▶ _The problem_
Arrange the items below as a Markdown table with the columns Row and Line, covering everything from the line containing "pin: white shirt" down to the line containing "(387, 6), (576, 88)", both included. Number each row, skip blank lines, and leave the pictures out.

▶ _Available data_
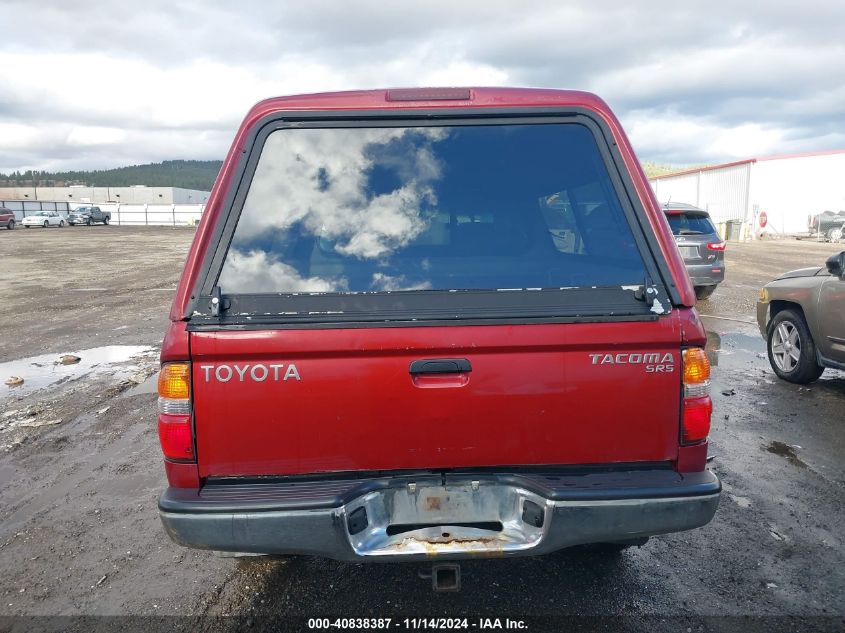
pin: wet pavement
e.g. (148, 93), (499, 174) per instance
(0, 227), (845, 631)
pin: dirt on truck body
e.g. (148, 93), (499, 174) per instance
(153, 89), (720, 561)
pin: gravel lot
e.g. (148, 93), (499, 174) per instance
(0, 226), (845, 630)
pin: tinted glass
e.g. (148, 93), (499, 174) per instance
(219, 124), (644, 294)
(666, 213), (716, 235)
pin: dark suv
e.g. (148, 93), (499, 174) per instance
(663, 202), (725, 299)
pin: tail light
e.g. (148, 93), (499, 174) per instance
(158, 363), (195, 462)
(681, 347), (713, 444)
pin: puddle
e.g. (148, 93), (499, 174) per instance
(765, 440), (807, 468)
(124, 372), (159, 398)
(0, 345), (156, 402)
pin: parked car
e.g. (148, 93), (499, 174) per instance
(153, 88), (720, 583)
(757, 251), (845, 384)
(67, 207), (111, 226)
(21, 211), (65, 229)
(663, 202), (726, 299)
(807, 211), (845, 242)
(0, 207), (15, 230)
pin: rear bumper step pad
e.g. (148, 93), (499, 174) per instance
(159, 470), (721, 561)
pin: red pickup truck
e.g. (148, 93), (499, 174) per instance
(0, 205), (15, 231)
(158, 88), (721, 561)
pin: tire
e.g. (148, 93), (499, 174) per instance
(695, 284), (716, 299)
(766, 310), (824, 385)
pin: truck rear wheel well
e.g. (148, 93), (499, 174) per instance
(766, 299), (807, 327)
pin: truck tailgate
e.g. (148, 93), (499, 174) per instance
(190, 314), (681, 477)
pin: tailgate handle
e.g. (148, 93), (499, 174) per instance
(408, 358), (472, 375)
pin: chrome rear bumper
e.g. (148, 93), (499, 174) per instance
(159, 471), (720, 561)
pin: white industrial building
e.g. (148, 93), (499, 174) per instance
(0, 185), (210, 207)
(650, 150), (845, 238)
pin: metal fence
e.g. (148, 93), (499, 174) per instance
(0, 200), (205, 226)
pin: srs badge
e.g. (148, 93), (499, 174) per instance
(200, 363), (302, 382)
(590, 352), (675, 374)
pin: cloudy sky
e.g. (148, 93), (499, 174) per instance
(0, 0), (845, 171)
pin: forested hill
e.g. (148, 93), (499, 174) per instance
(0, 160), (678, 191)
(0, 160), (223, 191)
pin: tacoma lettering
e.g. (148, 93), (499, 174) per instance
(590, 352), (675, 365)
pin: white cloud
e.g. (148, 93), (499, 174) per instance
(0, 0), (845, 170)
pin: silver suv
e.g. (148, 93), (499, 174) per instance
(663, 202), (725, 299)
(757, 251), (845, 384)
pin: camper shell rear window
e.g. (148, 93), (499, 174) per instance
(196, 120), (658, 320)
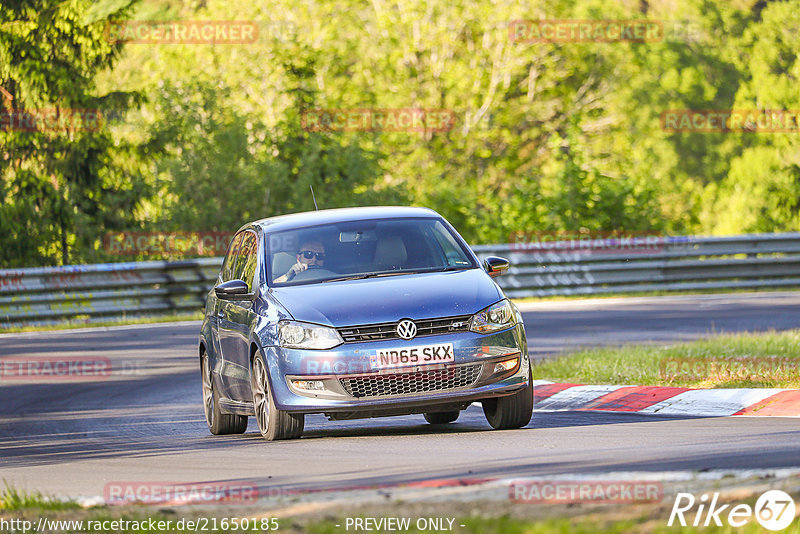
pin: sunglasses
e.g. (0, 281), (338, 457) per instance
(298, 250), (325, 261)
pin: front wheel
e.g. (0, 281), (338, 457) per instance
(201, 353), (247, 436)
(481, 368), (533, 430)
(251, 351), (305, 441)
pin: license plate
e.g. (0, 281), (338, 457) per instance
(369, 343), (456, 369)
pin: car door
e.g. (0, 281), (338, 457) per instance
(219, 230), (259, 402)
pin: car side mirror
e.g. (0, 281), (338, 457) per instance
(483, 256), (509, 278)
(214, 280), (250, 299)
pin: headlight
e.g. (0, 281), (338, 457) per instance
(469, 300), (517, 334)
(278, 321), (344, 350)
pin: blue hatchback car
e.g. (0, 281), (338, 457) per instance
(200, 207), (533, 440)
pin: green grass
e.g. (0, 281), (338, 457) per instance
(533, 330), (800, 388)
(0, 311), (203, 334)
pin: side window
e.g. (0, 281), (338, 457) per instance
(220, 233), (243, 282)
(236, 232), (258, 291)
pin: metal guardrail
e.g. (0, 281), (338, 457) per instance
(0, 233), (800, 328)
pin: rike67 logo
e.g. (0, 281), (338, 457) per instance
(667, 490), (795, 531)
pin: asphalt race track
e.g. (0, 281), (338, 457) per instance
(0, 293), (800, 497)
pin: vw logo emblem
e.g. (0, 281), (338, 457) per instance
(397, 319), (417, 339)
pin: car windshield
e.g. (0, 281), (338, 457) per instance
(267, 218), (476, 286)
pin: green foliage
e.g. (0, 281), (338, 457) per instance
(0, 0), (147, 267)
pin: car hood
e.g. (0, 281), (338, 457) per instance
(272, 269), (503, 327)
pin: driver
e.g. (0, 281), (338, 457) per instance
(274, 240), (325, 283)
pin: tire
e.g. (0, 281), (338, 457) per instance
(481, 371), (533, 430)
(424, 410), (461, 425)
(201, 353), (247, 436)
(250, 351), (305, 441)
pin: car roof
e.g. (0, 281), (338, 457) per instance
(245, 206), (441, 232)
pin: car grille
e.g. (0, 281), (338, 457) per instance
(339, 363), (483, 399)
(339, 315), (472, 343)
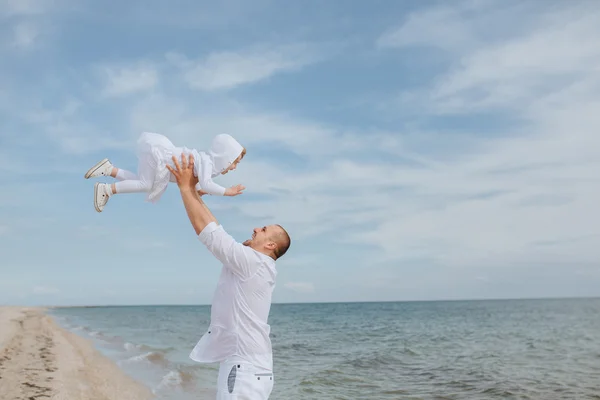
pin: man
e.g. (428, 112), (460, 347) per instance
(167, 155), (290, 400)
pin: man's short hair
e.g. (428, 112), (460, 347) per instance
(274, 225), (292, 259)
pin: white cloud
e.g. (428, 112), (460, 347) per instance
(283, 282), (315, 293)
(376, 6), (473, 50)
(96, 62), (159, 97)
(167, 44), (320, 91)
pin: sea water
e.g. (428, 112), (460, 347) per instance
(50, 299), (600, 400)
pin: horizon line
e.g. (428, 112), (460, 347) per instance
(5, 295), (600, 309)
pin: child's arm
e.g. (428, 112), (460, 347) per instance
(196, 184), (246, 196)
(225, 185), (246, 196)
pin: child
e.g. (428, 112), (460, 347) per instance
(85, 132), (246, 212)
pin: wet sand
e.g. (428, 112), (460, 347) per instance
(0, 307), (153, 400)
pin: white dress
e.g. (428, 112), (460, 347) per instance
(137, 132), (243, 203)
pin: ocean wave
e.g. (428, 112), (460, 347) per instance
(119, 351), (169, 367)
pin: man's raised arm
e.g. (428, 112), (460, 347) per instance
(167, 154), (217, 235)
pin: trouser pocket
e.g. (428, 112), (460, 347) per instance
(218, 364), (274, 400)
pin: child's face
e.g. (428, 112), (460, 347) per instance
(221, 154), (244, 175)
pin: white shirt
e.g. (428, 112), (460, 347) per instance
(190, 222), (277, 370)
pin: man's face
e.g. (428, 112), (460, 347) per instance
(244, 225), (277, 249)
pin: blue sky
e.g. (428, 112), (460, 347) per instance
(0, 0), (600, 305)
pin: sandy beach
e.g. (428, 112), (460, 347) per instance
(0, 307), (153, 400)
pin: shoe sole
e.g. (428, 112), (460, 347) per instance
(94, 183), (102, 212)
(84, 158), (108, 179)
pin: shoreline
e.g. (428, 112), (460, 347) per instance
(0, 306), (155, 400)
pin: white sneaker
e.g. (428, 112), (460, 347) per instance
(85, 158), (113, 179)
(94, 183), (111, 212)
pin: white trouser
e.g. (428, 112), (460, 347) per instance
(217, 361), (275, 400)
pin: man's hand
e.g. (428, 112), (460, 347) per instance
(225, 185), (246, 196)
(167, 154), (198, 190)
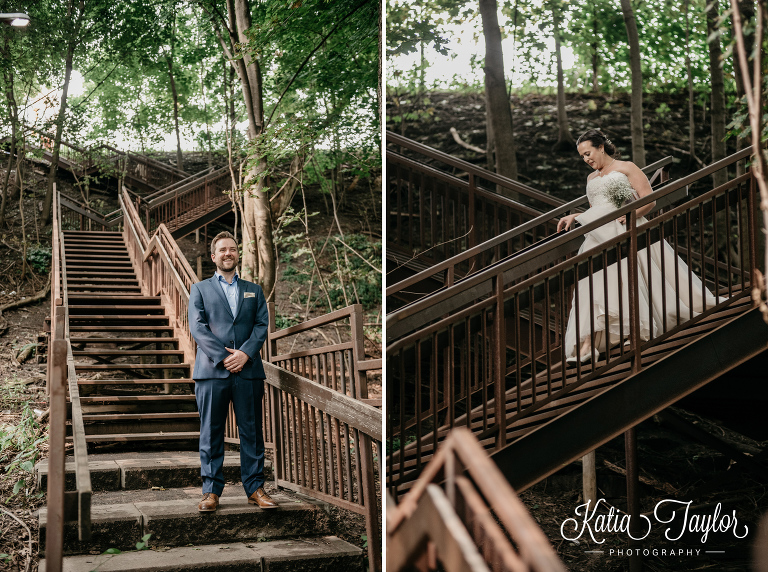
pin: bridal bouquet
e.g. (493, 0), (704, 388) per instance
(605, 177), (635, 209)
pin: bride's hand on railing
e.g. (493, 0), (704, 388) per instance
(557, 215), (578, 232)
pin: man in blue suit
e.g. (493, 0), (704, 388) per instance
(189, 232), (277, 512)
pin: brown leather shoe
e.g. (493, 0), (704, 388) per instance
(197, 493), (219, 512)
(248, 487), (277, 508)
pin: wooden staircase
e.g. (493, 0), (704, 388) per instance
(43, 193), (382, 572)
(63, 231), (200, 442)
(387, 145), (768, 497)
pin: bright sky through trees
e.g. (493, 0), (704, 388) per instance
(387, 6), (576, 88)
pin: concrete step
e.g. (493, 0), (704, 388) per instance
(39, 536), (363, 572)
(39, 485), (330, 554)
(35, 451), (272, 492)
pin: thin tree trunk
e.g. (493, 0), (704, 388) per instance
(592, 6), (600, 93)
(621, 0), (645, 168)
(42, 0), (85, 224)
(552, 3), (576, 151)
(376, 0), (384, 126)
(0, 41), (19, 226)
(480, 0), (517, 187)
(165, 57), (184, 170)
(683, 0), (697, 163)
(731, 0), (755, 177)
(707, 2), (728, 187)
(165, 6), (184, 171)
(227, 0), (276, 301)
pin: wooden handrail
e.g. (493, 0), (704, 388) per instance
(386, 147), (673, 296)
(387, 146), (752, 342)
(46, 193), (92, 568)
(387, 427), (565, 572)
(142, 167), (214, 203)
(386, 131), (561, 207)
(142, 167), (229, 208)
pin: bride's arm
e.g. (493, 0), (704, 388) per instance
(625, 161), (656, 217)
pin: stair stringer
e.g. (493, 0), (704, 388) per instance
(491, 309), (768, 492)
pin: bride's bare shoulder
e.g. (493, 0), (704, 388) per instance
(614, 161), (642, 177)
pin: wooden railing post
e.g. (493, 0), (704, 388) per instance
(265, 302), (277, 362)
(349, 304), (368, 399)
(624, 210), (640, 572)
(358, 431), (381, 572)
(493, 273), (507, 448)
(45, 340), (67, 572)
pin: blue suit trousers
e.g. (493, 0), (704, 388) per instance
(195, 374), (264, 496)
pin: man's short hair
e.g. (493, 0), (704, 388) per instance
(211, 230), (237, 256)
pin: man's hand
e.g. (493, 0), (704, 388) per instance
(223, 348), (250, 373)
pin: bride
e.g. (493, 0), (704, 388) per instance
(557, 129), (716, 364)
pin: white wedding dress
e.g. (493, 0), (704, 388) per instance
(564, 171), (716, 358)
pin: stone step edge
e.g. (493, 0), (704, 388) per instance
(35, 455), (273, 491)
(38, 492), (331, 555)
(39, 536), (363, 572)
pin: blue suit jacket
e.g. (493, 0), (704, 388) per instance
(189, 276), (269, 379)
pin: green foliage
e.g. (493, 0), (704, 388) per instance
(0, 400), (48, 496)
(275, 314), (302, 330)
(27, 244), (51, 274)
(136, 534), (152, 550)
(279, 225), (382, 312)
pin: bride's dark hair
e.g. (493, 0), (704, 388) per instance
(576, 129), (620, 159)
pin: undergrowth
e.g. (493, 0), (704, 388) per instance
(0, 378), (48, 504)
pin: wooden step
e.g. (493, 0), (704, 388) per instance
(69, 324), (174, 339)
(39, 536), (363, 572)
(80, 393), (195, 404)
(67, 259), (133, 274)
(72, 348), (184, 358)
(67, 431), (200, 443)
(64, 245), (128, 253)
(75, 363), (191, 371)
(69, 336), (179, 346)
(69, 304), (165, 317)
(77, 377), (190, 385)
(64, 230), (123, 236)
(69, 294), (163, 307)
(67, 281), (141, 294)
(67, 265), (136, 280)
(69, 314), (168, 326)
(67, 278), (139, 285)
(83, 411), (200, 423)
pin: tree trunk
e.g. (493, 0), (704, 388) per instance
(733, 0), (755, 177)
(227, 0), (276, 301)
(165, 57), (184, 170)
(480, 0), (517, 187)
(376, 0), (384, 129)
(707, 2), (728, 187)
(552, 3), (576, 151)
(42, 0), (85, 224)
(0, 36), (19, 227)
(684, 0), (697, 163)
(592, 7), (600, 93)
(621, 0), (645, 168)
(165, 11), (184, 171)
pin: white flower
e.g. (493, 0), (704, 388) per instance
(604, 177), (635, 209)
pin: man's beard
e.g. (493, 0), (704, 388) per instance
(216, 260), (237, 272)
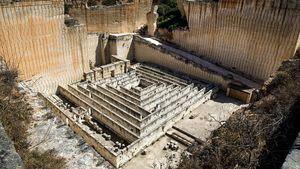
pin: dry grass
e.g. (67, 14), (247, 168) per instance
(0, 58), (65, 169)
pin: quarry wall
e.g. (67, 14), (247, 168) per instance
(172, 0), (300, 80)
(0, 1), (89, 93)
(69, 0), (152, 33)
(133, 36), (260, 90)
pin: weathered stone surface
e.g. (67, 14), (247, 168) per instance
(0, 0), (89, 93)
(173, 0), (300, 80)
(147, 6), (158, 36)
(0, 123), (24, 169)
(69, 0), (152, 33)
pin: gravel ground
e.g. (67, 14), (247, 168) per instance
(20, 85), (114, 169)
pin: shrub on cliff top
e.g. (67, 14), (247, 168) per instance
(0, 58), (65, 169)
(179, 52), (300, 169)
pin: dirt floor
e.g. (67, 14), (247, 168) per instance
(21, 80), (246, 169)
(175, 92), (246, 141)
(122, 135), (186, 169)
(122, 92), (246, 169)
(21, 83), (114, 169)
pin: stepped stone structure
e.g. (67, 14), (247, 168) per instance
(172, 0), (300, 80)
(43, 62), (217, 167)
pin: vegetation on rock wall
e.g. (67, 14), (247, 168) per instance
(0, 58), (65, 169)
(179, 50), (300, 169)
(157, 0), (187, 31)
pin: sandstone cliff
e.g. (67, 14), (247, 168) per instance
(69, 0), (152, 33)
(173, 0), (300, 80)
(0, 1), (89, 93)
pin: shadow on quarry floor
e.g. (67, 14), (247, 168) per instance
(123, 92), (245, 169)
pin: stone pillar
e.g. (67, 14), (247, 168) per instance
(147, 5), (158, 36)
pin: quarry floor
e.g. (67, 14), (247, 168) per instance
(122, 92), (246, 169)
(20, 81), (243, 169)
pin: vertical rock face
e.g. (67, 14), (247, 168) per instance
(147, 6), (158, 36)
(0, 123), (24, 169)
(173, 0), (300, 80)
(69, 0), (152, 33)
(0, 0), (89, 93)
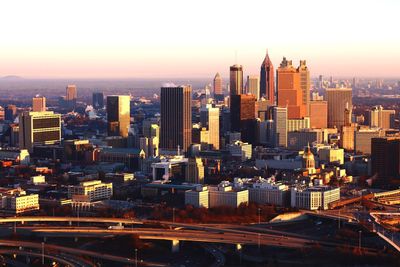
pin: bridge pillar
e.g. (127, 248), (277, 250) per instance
(171, 239), (179, 253)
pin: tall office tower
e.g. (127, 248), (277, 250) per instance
(107, 95), (131, 137)
(369, 105), (396, 129)
(231, 95), (257, 144)
(65, 85), (77, 101)
(32, 96), (46, 112)
(260, 51), (275, 105)
(318, 75), (324, 89)
(371, 136), (400, 178)
(4, 105), (17, 121)
(229, 64), (243, 96)
(326, 88), (353, 129)
(310, 100), (328, 128)
(185, 158), (204, 184)
(19, 111), (61, 152)
(213, 72), (224, 100)
(297, 60), (311, 116)
(272, 107), (288, 147)
(160, 85), (192, 151)
(200, 104), (219, 150)
(276, 57), (307, 119)
(92, 92), (104, 109)
(247, 75), (260, 100)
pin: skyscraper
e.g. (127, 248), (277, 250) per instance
(247, 75), (260, 100)
(19, 111), (61, 152)
(65, 85), (77, 101)
(200, 104), (219, 150)
(107, 95), (131, 137)
(213, 72), (224, 100)
(160, 86), (192, 151)
(32, 96), (46, 112)
(92, 92), (104, 109)
(272, 107), (288, 147)
(276, 57), (307, 119)
(369, 105), (396, 129)
(297, 60), (311, 116)
(229, 64), (243, 96)
(260, 51), (275, 105)
(326, 88), (353, 129)
(231, 94), (257, 144)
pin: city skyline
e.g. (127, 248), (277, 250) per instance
(0, 1), (400, 78)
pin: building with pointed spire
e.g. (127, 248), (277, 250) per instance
(213, 72), (224, 100)
(260, 50), (275, 105)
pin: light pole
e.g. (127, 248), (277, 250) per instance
(42, 242), (44, 265)
(135, 248), (137, 267)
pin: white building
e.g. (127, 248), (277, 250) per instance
(185, 185), (209, 208)
(68, 180), (113, 202)
(208, 181), (249, 208)
(290, 186), (340, 210)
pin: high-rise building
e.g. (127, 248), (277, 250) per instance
(272, 107), (288, 147)
(32, 96), (46, 112)
(276, 57), (307, 119)
(247, 75), (260, 100)
(297, 60), (311, 115)
(107, 95), (131, 137)
(326, 88), (353, 129)
(371, 136), (400, 178)
(260, 51), (275, 105)
(92, 92), (104, 109)
(19, 111), (61, 152)
(231, 94), (257, 144)
(160, 85), (192, 151)
(310, 100), (328, 128)
(65, 84), (77, 101)
(4, 105), (17, 121)
(229, 64), (243, 96)
(213, 72), (224, 100)
(369, 106), (396, 129)
(200, 104), (219, 150)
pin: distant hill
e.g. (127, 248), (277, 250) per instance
(1, 75), (23, 80)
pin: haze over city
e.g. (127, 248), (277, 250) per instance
(0, 0), (400, 79)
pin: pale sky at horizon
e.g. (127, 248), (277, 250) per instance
(0, 0), (400, 78)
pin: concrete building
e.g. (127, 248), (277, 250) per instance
(208, 181), (249, 208)
(276, 57), (309, 119)
(185, 158), (204, 184)
(260, 51), (275, 105)
(272, 107), (288, 147)
(160, 86), (192, 151)
(185, 185), (209, 208)
(326, 88), (353, 129)
(318, 147), (344, 165)
(369, 106), (396, 129)
(229, 64), (244, 96)
(200, 104), (220, 150)
(290, 186), (340, 210)
(19, 111), (61, 152)
(68, 180), (113, 202)
(107, 95), (131, 138)
(247, 75), (260, 100)
(309, 100), (328, 129)
(32, 96), (46, 112)
(354, 128), (384, 154)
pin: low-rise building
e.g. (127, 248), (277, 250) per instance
(68, 180), (113, 202)
(290, 186), (340, 210)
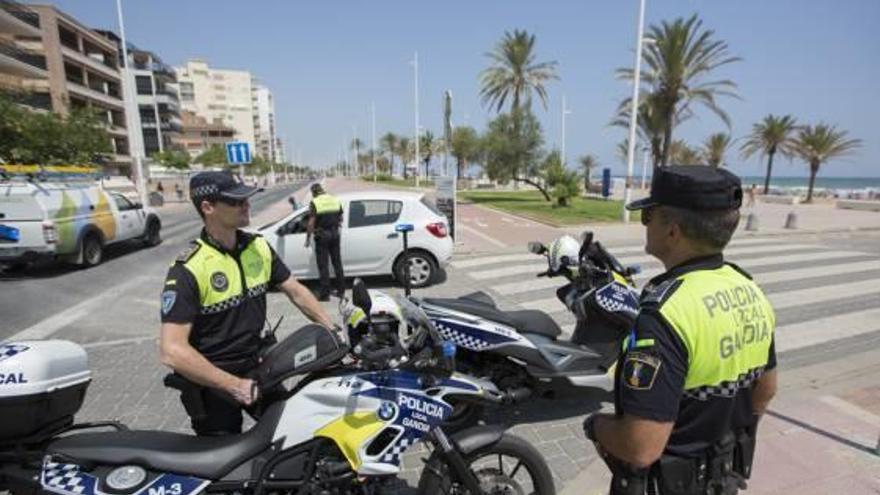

▶ _Output below_
| Row | Line |
|---|---|
| 1 | pin: white shirt |
| 2 | e.g. (428, 112), (460, 347) per instance |
| 3 | (190, 222), (277, 370) |
| 4 | pin: man's face |
| 5 | e.g. (428, 112), (460, 347) per instance |
| 6 | (244, 225), (277, 249) |
| 7 | pin: blue sky |
| 8 | e.g. (428, 112), (460, 347) per instance |
| 9 | (0, 0), (600, 305) |
| 10 | pin: sandy beach |
| 11 | e.g. (428, 112), (460, 347) per instance |
| 12 | (0, 307), (153, 400) |
| 13 | pin: shoe sole |
| 14 | e.g. (428, 112), (460, 347) per instance |
| 15 | (94, 183), (102, 212) |
| 16 | (84, 158), (108, 179) |
| 17 | pin: shoreline |
| 18 | e.g. (428, 112), (460, 347) per instance |
| 19 | (0, 306), (155, 400) |
| 20 | pin: white sneaker |
| 21 | e.g. (428, 112), (460, 347) per instance |
| 22 | (85, 158), (113, 179) |
| 23 | (94, 183), (111, 212) |
| 24 | pin: white trouser |
| 25 | e.g. (428, 112), (460, 347) per instance |
| 26 | (217, 361), (275, 400) |
| 27 | pin: man's hand |
| 28 | e.g. (428, 112), (460, 347) per instance |
| 29 | (225, 185), (246, 196) |
| 30 | (167, 154), (198, 190) |
| 31 | pin: bridal bouquet |
| 32 | e.g. (493, 0), (704, 388) per instance |
| 33 | (605, 177), (635, 209) |
| 34 | pin: bride's hand on railing |
| 35 | e.g. (493, 0), (704, 388) per instance |
| 36 | (557, 215), (578, 232) |
| 37 | pin: man in blue suit |
| 38 | e.g. (493, 0), (704, 388) per instance |
| 39 | (189, 232), (277, 512) |
| 40 | pin: brown leather shoe |
| 41 | e.g. (493, 0), (704, 388) per instance |
| 42 | (197, 493), (219, 512) |
| 43 | (248, 487), (277, 508) |
| 44 | pin: wooden staircase |
| 45 | e.g. (493, 0), (704, 388) per instance |
| 46 | (43, 193), (382, 572) |
| 47 | (63, 231), (200, 442) |
| 48 | (387, 145), (768, 497) |
| 49 | pin: bright sky through trees |
| 50 | e.g. (493, 0), (704, 388) per instance |
| 51 | (387, 6), (576, 88) |